**Brief:** Copy out each line below exactly as it appears.

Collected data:
((

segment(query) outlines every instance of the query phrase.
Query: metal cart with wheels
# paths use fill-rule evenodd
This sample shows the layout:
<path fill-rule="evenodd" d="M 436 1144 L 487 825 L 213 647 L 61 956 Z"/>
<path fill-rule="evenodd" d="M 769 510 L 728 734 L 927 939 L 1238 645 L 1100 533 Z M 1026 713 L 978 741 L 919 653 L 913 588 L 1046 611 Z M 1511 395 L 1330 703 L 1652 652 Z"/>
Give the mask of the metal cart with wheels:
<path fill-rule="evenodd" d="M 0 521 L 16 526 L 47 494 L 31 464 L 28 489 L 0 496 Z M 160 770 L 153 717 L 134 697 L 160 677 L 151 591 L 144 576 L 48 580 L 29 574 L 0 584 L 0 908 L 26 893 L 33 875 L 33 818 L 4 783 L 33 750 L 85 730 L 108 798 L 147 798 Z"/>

))

**Final answer:**
segment(query) outlines every instance of the query phrase.
Query: metal cart with wheels
# paths use fill-rule evenodd
This sample shows the layout:
<path fill-rule="evenodd" d="M 436 1144 L 487 825 L 213 647 L 61 956 Z"/>
<path fill-rule="evenodd" d="M 769 510 L 728 734 L 927 939 L 1238 645 L 1100 533 Z M 1026 713 L 978 741 L 919 653 L 913 588 L 1046 611 Z M 1511 395 L 1330 703 L 1652 652 Z"/>
Give the mask of the metal cart with wheels:
<path fill-rule="evenodd" d="M 0 521 L 16 526 L 47 494 L 31 464 L 28 489 L 0 496 Z M 160 770 L 153 717 L 134 697 L 160 677 L 151 591 L 144 576 L 48 580 L 29 574 L 0 584 L 0 908 L 26 893 L 33 875 L 33 818 L 4 783 L 33 750 L 85 730 L 108 798 L 147 798 Z"/>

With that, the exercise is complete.